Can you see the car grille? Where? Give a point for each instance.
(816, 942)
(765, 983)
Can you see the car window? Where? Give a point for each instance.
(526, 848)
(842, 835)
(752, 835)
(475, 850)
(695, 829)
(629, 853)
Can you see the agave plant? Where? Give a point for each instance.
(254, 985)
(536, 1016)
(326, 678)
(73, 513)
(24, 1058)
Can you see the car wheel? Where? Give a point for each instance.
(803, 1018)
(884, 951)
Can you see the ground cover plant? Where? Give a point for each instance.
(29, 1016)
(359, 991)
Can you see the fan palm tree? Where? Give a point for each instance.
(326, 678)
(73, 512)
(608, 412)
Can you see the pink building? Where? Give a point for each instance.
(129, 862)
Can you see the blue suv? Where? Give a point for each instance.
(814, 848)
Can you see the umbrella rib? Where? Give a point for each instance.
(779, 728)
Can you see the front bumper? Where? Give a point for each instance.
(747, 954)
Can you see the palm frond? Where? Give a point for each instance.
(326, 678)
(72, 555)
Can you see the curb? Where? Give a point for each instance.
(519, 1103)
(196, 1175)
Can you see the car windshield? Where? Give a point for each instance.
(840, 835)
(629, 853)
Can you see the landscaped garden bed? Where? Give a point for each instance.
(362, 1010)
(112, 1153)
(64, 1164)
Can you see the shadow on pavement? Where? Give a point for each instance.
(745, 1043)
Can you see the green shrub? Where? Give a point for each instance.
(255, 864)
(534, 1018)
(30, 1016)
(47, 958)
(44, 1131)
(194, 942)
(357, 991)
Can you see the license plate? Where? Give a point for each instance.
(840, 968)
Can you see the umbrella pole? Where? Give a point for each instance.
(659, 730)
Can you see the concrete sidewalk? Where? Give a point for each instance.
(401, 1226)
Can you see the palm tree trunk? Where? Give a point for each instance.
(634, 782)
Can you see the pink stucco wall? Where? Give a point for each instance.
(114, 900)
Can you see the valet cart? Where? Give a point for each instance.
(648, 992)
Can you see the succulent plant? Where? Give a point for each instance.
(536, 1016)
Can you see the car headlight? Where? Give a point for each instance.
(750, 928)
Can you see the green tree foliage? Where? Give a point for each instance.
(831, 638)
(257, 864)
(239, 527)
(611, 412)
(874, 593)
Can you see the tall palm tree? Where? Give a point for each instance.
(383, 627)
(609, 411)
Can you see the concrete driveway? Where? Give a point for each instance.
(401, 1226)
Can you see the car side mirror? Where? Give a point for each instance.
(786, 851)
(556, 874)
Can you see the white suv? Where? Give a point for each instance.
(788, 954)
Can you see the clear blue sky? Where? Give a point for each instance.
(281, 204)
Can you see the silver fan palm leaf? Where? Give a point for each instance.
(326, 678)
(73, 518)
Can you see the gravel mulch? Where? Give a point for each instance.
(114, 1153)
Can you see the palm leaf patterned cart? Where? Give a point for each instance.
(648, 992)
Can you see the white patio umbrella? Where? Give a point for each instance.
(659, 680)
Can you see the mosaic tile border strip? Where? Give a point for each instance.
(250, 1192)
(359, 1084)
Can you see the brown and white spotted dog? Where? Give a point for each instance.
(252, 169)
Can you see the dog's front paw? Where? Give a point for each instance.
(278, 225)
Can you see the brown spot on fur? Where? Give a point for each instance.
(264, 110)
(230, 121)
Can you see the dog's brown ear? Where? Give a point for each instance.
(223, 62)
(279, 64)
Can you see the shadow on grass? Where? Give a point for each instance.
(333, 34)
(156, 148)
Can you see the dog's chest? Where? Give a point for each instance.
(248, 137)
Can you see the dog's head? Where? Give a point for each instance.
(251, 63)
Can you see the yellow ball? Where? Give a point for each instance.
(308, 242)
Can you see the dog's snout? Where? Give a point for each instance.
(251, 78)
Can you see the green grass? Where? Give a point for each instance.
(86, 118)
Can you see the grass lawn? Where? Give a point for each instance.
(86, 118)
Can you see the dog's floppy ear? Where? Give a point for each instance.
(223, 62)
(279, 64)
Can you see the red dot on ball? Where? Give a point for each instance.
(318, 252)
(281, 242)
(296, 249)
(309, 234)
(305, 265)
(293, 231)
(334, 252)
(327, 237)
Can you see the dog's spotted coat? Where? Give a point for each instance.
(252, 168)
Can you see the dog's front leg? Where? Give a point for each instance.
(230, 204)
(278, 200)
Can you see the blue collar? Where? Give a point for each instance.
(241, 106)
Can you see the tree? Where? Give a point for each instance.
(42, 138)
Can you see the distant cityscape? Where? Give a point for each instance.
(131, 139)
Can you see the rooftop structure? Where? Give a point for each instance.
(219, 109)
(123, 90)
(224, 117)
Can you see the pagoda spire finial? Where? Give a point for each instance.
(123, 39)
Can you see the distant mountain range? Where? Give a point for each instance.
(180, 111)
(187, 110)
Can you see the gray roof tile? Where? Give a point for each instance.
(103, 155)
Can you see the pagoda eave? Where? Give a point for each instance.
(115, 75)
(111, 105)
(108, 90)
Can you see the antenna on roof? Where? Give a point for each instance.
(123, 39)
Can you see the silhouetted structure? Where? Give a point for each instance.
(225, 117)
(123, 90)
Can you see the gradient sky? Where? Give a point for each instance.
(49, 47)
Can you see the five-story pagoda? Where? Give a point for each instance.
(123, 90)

---------------

Every single record must be transcribed exactly as it stands.

§ **Task answer**
Can you see the car grille? Where? Give a point for each instance.
(816, 942)
(765, 983)
Can you see the car window? Where? Give a point for each instance.
(526, 848)
(842, 835)
(752, 835)
(475, 850)
(695, 829)
(629, 853)
Can you see the agave plant? Where? Give a point for each instance.
(254, 985)
(536, 1016)
(326, 678)
(73, 513)
(24, 1058)
Can you see the car wheel? Where? Give a point for each instance.
(803, 1018)
(884, 951)
Can you see the ground cover plant? Where? Give a point for each instance.
(29, 1016)
(359, 991)
Can you see the fan palm tree? Where? Give a point for each instance.
(326, 678)
(73, 512)
(608, 412)
Can you see the pink building? Where? Give a point for each instance.
(129, 862)
Can you see the blue suv? Where? Give a point for each instance.
(814, 848)
Can you see the umbrella rib? Where? Give a point for each instance.
(779, 728)
Can you see the front bumper? Where? Give a point for each instance.
(747, 954)
Can you see the palm frond? Where? Give a point for each instance.
(326, 678)
(72, 555)
Can you see the curb? Where? Give a point for each instance.
(519, 1103)
(196, 1175)
Can you see the car windshield? Where? Give a point for each instance.
(840, 835)
(629, 853)
Can you see the landscaped garden bed? Where? Give a point for each instance.
(362, 1010)
(112, 1153)
(64, 1164)
Can you see the shadow on pavement? Where? Give a point for each instance.
(745, 1043)
Can you see the green shrub? Where? Give a point for each instance.
(255, 864)
(534, 1018)
(30, 1016)
(47, 958)
(44, 1131)
(194, 942)
(357, 991)
Can you see the license plate? Where? Give a point for each instance.
(840, 968)
Can you see the umbrella pole? Where? Give a point for each instance.
(659, 730)
Can you see the concrete sidewalk? Where? Give a point for each instance.
(401, 1226)
Can you see the palm tree trunk? Where? Give a point for each instance.
(634, 782)
Can you see the pink stucco wall? Where? Give a point for each instance.
(114, 900)
Can you see the valet cart? Where? Give a point for each instance.
(648, 992)
Can you see the succulent plant? Where? Give a point for each instance.
(536, 1016)
Can you see the car headlight? Where? Give a point for each instance.
(750, 928)
Can you see the green tree foliage? Where? Give a point for each instance.
(831, 638)
(257, 864)
(239, 527)
(611, 412)
(874, 593)
Can you see the tall palm tree? Where? Give a point for each instance.
(383, 627)
(609, 411)
Can you see the concrete driveway? Where? Give a point for each instance.
(401, 1226)
Can you see the car side mirror? Where? Give a point for each instance.
(786, 851)
(556, 874)
Can you see the white suv? Where? Give a point for each instance.
(788, 954)
Can you see the clear blue sky? Where? Give a point for each instance.
(281, 204)
Can you see the silver fan palm leaf? Where? Give a point for each instance.
(326, 678)
(73, 518)
Can you see the gravel mulch? Where? Give a point for each instance.
(114, 1153)
Can you see the palm leaf patterned cart? Where? Give a point for each instance.
(648, 992)
Can you see the white patio umbrella? Where? Give a point for each instance.
(659, 680)
Can you see the mosaic tile border strip? Where? Give a point for each instance.
(250, 1192)
(359, 1084)
Can you see the brown and white spotted dog? Where? Give a point for each instance.
(252, 169)
Can you see the dog's front paw? Where? Give a point for each instance.
(278, 225)
Can you see the brown spot on fur? Where? Give a point for each instance.
(264, 110)
(230, 121)
Can you see the dog's brown ear? Where? Give a point for each instance.
(223, 62)
(279, 64)
Can you see the shadow on grass? Where? Give a point for each instance.
(333, 34)
(156, 148)
Can you see the dog's chest? Where? Give a point for each instance.
(248, 137)
Can you see the dog's head? Where? Give a point for each instance.
(251, 63)
Can you see the yellow ball? Where? Give a point for each instance.
(308, 242)
Can you see the dog's snout? Where? Give a point for each instance.
(251, 78)
Can you see the green grass? Where? Give a point for each instance.
(86, 118)
Can you see the grass lawn? Where? Give a point for each instance.
(86, 118)
Can you see the dog's floppy ear? Where? Give a point for each instance.
(223, 62)
(279, 64)
Can you see the red dot on ball? Where? Give a point for each instance.
(318, 252)
(281, 242)
(296, 249)
(309, 234)
(305, 265)
(293, 231)
(334, 252)
(327, 237)
Can you see the dog's spotted coat? Where? Give a point for each instance.
(252, 168)
Can you see the dog's front leg? Where? Give a point for each instance.
(230, 204)
(278, 200)
Can you see the blue collar? Where? Give a point for each instance.
(241, 106)
Can you see the tree? Where? Give a point for each instance.
(42, 138)
Can you see the distant cityscape? Where? Give a point for each instance.
(131, 139)
Can you see the rooftop structure? Where? Give a point for each instance.
(219, 109)
(123, 90)
(224, 117)
Can you see the pagoda spire finial? Where? Give a point for each instance.
(123, 39)
Can you see the distant mountain range? Where? Give a point for each instance.
(180, 111)
(187, 110)
Can you see the gray roof tile? Where? Give a point for each instance.
(103, 155)
Can you see the pagoda eave? Where? Give a point for each instance.
(115, 75)
(111, 105)
(108, 90)
Can you see the antenna on roof? Where? Give a point for each instance.
(123, 39)
Can you see the silhouetted structure? Where? Give a point for each instance.
(225, 117)
(123, 90)
Can you see the gradient sky? Where? Give a point for each instance.
(49, 47)
Can you see the five-story pagoda? Where? Give a point for each instance.
(123, 90)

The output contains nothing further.